> EXTRAIT CITÉ
L’histoire de Bhikṣuṇī Huiyao
L’histoire de Bhikṣuṇī Huiyao
extraite du Grand trésor dharmique des ḍākinī
L’histoire de Bhikṣuṇī Huiyao (慧耀) représente le premier récit d’une nonne chinoise s’étant auto-immolée et ayant laissé des reliques. Elle vécut au cinquième siècle[1] et fut ordonnée bhikṣuṇī au couvent Yong Kang[2] dans l’actuelle province du Sichuan[3]. Son patronyme était Zhou[4], et sa famille venait de Xiping[5].
Dès son plus jeune âge, elle ressentit un grand renoncement, doublé d’une dévotion ardente envers les Trois Joyaux, et elle se montra assidue dans sa pratique du saint Dharma. En outre, elle formulait sans cesse le vœu d’offrir son corps aux Trois Joyaux.
Un jour, elle entama des préparatifs en vue de s’immoler, et quelqu’un le rapporta au chef du gouvernement local[6]. Le gouverneur en question n’en crut pas un mot et se contenta d’ironiser que quiconque n’avait pas envie de vivre pouvait bien mourir.
Quand l’histoire parvint aux oreilles d’une noble de la région, une certaine Madame Wang (王), celle-ci en fut inspirée. Elle fit parvenir un message à la bhikṣuṇī, en lui offrant même de l’argent pour construire un stupa. Elle proposa aussi de parrainer, avec sa famille, l’immolation, la nuit de la pleine lune du douzième mois[7]. Bhikṣuṇī Huiyao accepta.
Toutefois, quand le gouverneur en eut vent et comprit que la rumeur était fondée, il craignit d’être puni par les instances supérieures. Il envoya donc un message au couvent[8], déclarant que si Bhikṣuṇī Huiyao s’y suicidait, le couvent subirait de graves sanctions. La nonne n’eut alors d’autre choix que de renoncer à son plan de s’immoler en public[9].

> CONSIGNE A
Dans les données fournies, pouvez-vous présenter sous forme de liste JSON de chaînes, une par ligne et sans les lignes vides, les lignes allant de celle qui contient "Place a point on each instance of the polar" jusqu'à celle qui contient "x=571, y=227", cette dernière incluse ? Les images sont à laisser de côté.

(Entrées de pointage d'objets nommés)
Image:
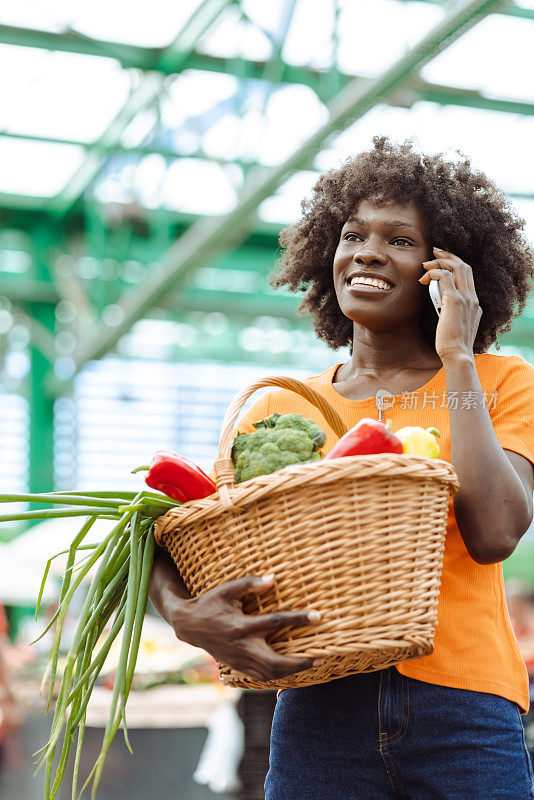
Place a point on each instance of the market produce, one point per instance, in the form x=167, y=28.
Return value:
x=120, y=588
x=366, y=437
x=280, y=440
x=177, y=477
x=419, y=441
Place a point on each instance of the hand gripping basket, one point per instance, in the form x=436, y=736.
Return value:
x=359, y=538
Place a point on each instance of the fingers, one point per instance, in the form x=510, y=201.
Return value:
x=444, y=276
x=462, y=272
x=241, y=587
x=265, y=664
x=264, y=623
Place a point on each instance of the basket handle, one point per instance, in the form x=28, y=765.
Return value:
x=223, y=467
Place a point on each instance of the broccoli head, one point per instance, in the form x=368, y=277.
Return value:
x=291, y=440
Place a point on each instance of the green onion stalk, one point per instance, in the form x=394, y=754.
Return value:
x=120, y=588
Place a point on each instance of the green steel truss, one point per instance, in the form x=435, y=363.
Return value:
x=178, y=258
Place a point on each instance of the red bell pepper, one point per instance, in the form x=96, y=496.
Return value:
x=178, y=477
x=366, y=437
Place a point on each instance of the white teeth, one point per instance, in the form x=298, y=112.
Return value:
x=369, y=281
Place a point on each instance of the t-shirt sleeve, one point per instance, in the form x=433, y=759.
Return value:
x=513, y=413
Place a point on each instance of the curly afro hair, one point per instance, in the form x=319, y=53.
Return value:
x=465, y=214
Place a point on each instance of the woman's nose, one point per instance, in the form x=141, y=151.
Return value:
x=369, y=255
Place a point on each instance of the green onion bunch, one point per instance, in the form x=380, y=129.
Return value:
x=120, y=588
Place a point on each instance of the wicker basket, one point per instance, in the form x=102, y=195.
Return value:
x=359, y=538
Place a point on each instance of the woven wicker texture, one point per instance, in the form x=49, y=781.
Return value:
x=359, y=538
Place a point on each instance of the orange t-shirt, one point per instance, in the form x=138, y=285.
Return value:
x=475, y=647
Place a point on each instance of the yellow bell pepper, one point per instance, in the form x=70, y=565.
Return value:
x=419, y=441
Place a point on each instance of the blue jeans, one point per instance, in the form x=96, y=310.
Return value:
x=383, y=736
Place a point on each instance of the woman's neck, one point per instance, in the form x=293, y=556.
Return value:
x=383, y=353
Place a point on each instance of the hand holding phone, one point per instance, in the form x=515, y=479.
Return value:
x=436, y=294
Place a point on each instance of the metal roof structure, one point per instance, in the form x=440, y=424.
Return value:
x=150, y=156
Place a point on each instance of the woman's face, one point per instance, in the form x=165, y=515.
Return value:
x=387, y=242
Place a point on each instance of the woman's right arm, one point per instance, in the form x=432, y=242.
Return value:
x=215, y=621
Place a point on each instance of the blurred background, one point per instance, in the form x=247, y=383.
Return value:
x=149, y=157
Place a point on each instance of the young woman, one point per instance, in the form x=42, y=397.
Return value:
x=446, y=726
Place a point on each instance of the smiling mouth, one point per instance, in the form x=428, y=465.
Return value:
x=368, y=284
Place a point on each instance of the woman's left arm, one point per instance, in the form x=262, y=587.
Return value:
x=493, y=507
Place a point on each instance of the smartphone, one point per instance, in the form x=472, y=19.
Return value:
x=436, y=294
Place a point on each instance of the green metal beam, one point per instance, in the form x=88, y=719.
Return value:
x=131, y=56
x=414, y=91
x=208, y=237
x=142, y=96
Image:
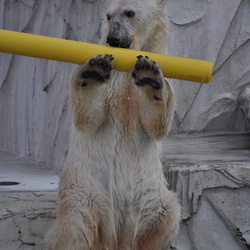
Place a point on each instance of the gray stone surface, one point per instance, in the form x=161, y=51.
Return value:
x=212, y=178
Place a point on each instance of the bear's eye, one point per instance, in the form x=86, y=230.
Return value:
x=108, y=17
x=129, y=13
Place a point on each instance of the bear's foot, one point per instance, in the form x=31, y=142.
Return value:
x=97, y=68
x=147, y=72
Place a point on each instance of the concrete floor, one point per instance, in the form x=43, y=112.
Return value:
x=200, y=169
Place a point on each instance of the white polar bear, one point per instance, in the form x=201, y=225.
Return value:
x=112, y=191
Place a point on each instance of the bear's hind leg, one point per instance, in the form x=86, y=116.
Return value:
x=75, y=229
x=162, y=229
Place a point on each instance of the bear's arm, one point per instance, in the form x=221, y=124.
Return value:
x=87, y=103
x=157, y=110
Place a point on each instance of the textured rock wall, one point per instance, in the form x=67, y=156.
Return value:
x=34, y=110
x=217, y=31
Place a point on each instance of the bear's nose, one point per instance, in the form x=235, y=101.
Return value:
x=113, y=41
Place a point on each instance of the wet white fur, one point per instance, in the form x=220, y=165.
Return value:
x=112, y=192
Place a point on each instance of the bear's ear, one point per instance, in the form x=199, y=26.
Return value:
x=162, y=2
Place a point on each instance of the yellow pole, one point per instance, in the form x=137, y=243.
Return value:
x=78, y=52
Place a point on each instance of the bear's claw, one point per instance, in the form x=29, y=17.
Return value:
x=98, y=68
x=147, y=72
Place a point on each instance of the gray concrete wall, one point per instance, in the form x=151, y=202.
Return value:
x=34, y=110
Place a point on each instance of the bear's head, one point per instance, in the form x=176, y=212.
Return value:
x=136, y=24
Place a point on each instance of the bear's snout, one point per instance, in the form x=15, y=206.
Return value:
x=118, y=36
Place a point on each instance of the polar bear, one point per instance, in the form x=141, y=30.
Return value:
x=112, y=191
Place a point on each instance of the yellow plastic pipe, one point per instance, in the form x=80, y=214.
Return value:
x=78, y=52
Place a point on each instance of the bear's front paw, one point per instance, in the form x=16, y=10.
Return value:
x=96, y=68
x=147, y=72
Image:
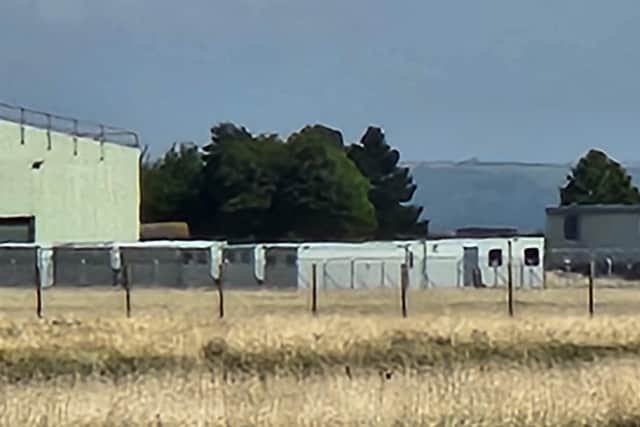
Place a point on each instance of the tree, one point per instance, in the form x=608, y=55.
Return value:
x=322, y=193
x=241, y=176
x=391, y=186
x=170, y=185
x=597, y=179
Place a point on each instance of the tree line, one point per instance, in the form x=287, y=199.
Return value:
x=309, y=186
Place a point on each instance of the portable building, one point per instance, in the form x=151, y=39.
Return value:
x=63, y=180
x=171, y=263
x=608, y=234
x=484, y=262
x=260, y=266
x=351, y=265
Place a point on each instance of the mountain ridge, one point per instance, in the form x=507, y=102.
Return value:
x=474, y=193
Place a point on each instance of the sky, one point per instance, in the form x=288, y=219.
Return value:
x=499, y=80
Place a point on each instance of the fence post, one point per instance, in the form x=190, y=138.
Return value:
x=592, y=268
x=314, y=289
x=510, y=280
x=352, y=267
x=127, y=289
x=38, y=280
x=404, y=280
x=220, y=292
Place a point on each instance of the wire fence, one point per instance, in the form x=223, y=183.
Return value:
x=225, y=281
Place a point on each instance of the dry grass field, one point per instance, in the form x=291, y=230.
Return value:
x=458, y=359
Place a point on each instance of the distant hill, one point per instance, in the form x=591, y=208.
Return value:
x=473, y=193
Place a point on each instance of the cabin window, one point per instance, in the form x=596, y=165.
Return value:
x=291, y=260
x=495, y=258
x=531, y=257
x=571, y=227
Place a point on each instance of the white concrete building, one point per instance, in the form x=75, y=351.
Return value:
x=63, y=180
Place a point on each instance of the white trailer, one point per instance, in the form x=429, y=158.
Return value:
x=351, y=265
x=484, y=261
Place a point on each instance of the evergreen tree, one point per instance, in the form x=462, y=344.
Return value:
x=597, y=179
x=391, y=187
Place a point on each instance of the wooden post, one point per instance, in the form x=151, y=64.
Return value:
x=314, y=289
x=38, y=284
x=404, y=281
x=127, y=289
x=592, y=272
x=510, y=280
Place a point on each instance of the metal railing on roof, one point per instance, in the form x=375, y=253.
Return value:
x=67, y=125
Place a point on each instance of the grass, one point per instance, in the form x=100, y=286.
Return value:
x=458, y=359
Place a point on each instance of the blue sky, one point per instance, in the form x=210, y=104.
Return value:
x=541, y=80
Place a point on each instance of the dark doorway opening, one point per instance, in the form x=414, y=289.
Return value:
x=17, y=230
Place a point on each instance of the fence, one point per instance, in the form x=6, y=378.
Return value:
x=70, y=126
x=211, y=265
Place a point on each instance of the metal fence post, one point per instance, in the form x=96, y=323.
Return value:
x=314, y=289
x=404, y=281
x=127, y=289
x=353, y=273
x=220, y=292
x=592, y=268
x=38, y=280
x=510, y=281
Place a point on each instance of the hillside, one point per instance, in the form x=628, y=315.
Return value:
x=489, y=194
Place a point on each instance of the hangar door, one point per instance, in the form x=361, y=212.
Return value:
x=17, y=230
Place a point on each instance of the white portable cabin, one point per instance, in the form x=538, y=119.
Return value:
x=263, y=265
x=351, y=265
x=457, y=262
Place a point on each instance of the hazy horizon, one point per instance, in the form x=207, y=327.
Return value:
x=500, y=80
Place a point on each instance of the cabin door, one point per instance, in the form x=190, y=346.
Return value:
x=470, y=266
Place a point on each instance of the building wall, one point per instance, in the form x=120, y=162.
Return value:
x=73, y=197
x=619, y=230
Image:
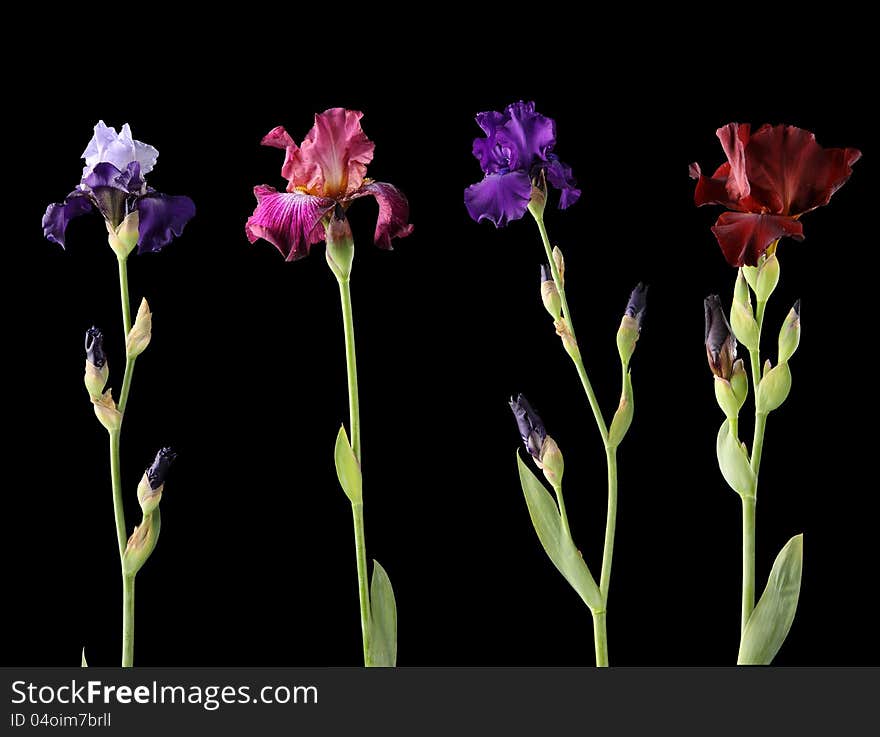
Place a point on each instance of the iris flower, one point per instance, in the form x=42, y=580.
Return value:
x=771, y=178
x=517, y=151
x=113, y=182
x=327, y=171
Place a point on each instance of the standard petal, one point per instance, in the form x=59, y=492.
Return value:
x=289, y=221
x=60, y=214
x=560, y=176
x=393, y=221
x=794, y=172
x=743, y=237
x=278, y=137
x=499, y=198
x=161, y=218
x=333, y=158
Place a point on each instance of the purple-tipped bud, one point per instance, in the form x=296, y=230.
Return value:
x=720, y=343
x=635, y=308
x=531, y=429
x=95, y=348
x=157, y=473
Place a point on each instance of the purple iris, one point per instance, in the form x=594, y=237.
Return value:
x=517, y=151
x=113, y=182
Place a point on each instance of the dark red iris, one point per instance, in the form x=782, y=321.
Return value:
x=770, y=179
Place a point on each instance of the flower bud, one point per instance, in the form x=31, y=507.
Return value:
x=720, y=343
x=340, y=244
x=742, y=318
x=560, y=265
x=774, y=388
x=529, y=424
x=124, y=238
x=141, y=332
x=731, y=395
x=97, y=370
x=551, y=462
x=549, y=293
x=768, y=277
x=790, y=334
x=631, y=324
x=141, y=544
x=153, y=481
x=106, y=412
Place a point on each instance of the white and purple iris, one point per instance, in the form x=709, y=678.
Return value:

> CONSIGNE B
Pouvez-vous recopier en entier et mot pour mot l'histoire de Bhikṣuṇī Huiyao ?

> RÉSULTAT ATTENDU A
[
  "Place a point on each instance of the polar bear, one point per instance, in the form x=141, y=30.",
  "Return value:",
  "x=112, y=191",
  "Place a point on each instance of the yellow plastic pipe, one point per instance, in the form x=80, y=214.",
  "Return value:",
  "x=78, y=52",
  "Place a point on each instance of the bear's front paw, one point per instance, in the form x=16, y=10.",
  "Return value:",
  "x=96, y=68",
  "x=147, y=72",
  "Image:",
  "Place a point on each instance of the tree, one point per instance, in the form x=608, y=55.",
  "Return value:",
  "x=322, y=193",
  "x=241, y=176",
  "x=391, y=186",
  "x=170, y=185",
  "x=597, y=179",
  "Place a point on each instance of the tree line, one point per instance, in the form x=287, y=199.",
  "Return value:",
  "x=309, y=186",
  "Place a point on each instance of the portable building, one point per instance, in the form x=151, y=39.",
  "Return value:",
  "x=63, y=180",
  "x=171, y=263",
  "x=608, y=234",
  "x=484, y=262",
  "x=260, y=266",
  "x=351, y=265",
  "Place a point on each instance of the mountain ridge, one point per instance, in the form x=507, y=102.",
  "Return value:",
  "x=474, y=193",
  "Place a point on each instance of the sky, one point per instance, in the form x=288, y=219.",
  "Return value:",
  "x=499, y=80",
  "Place a point on each instance of the fence post, one point per instance, in the form x=190, y=138.",
  "Return value:",
  "x=592, y=268",
  "x=314, y=289",
  "x=510, y=280",
  "x=352, y=267",
  "x=127, y=289",
  "x=38, y=280",
  "x=404, y=280",
  "x=220, y=292",
  "Place a point on each instance of the wire fence, one point per instance, in the form x=223, y=183.",
  "Return value:",
  "x=225, y=281",
  "Place a point on each instance of the dry grass field, one point per instance, in the form x=291, y=230.",
  "Return value:",
  "x=458, y=359",
  "Place a point on each instance of the distant hill, one point per instance, in the form x=591, y=208.",
  "Return value:",
  "x=473, y=193",
  "Place a point on each instance of the cabin window, one point per instance, in the form x=596, y=165.",
  "Return value:",
  "x=291, y=260",
  "x=495, y=258",
  "x=531, y=257",
  "x=571, y=227"
]

> RÉSULTAT ATTENDU B
L’histoire de Bhikṣuṇī Huiyao
L’histoire de Bhikṣuṇī Huiyao
extraite du Grand trésor dharmique des ḍākinī
L’histoire de Bhikṣuṇī Huiyao (慧耀) représente le premier récit d’une nonne chinoise s’étant auto-immolée et ayant laissé des reliques. Elle vécut au cinquième siècle[1] et fut ordonnée bhikṣuṇī au couvent Yong Kang[2] dans l’actuelle province du Sichuan[3]. Son patronyme était Zhou[4], et sa famille venait de Xiping[5].
Dès son plus jeune âge, elle ressentit un grand renoncement, doublé d’une dévotion ardente envers les Trois Joyaux, et elle se montra assidue dans sa pratique du saint Dharma. En outre, elle formulait sans cesse le vœu d’offrir son corps aux Trois Joyaux.
Un jour, elle entama des préparatifs en vue de s’immoler, et quelqu’un le rapporta au chef du gouvernement local[6]. Le gouverneur en question n’en crut pas un mot et se contenta d’ironiser que quiconque n’avait pas envie de vivre pouvait bien mourir.
Quand l’histoire parvint aux oreilles d’une noble de la région, une certaine Madame Wang (王), celle-ci en fut inspirée. Elle fit parvenir un message à la bhikṣuṇī, en lui offrant même de l’argent pour construire un stupa. Elle proposa aussi de parrainer, avec sa famille, l’immolation, la nuit de la pleine lune du douzième mois[7]. Bhikṣuṇī Huiyao accepta.
Toutefois, quand le gouverneur en eut vent et comprit que la rumeur était fondée, il craignit d’être puni par les instances supérieures. Il envoya donc un message au couvent[8], déclarant que si Bhikṣuṇī Huiyao s’y suicidait, le couvent subirait de graves sanctions. La nonne n’eut alors d’autre choix que de renoncer à son plan de s’immoler en public[9].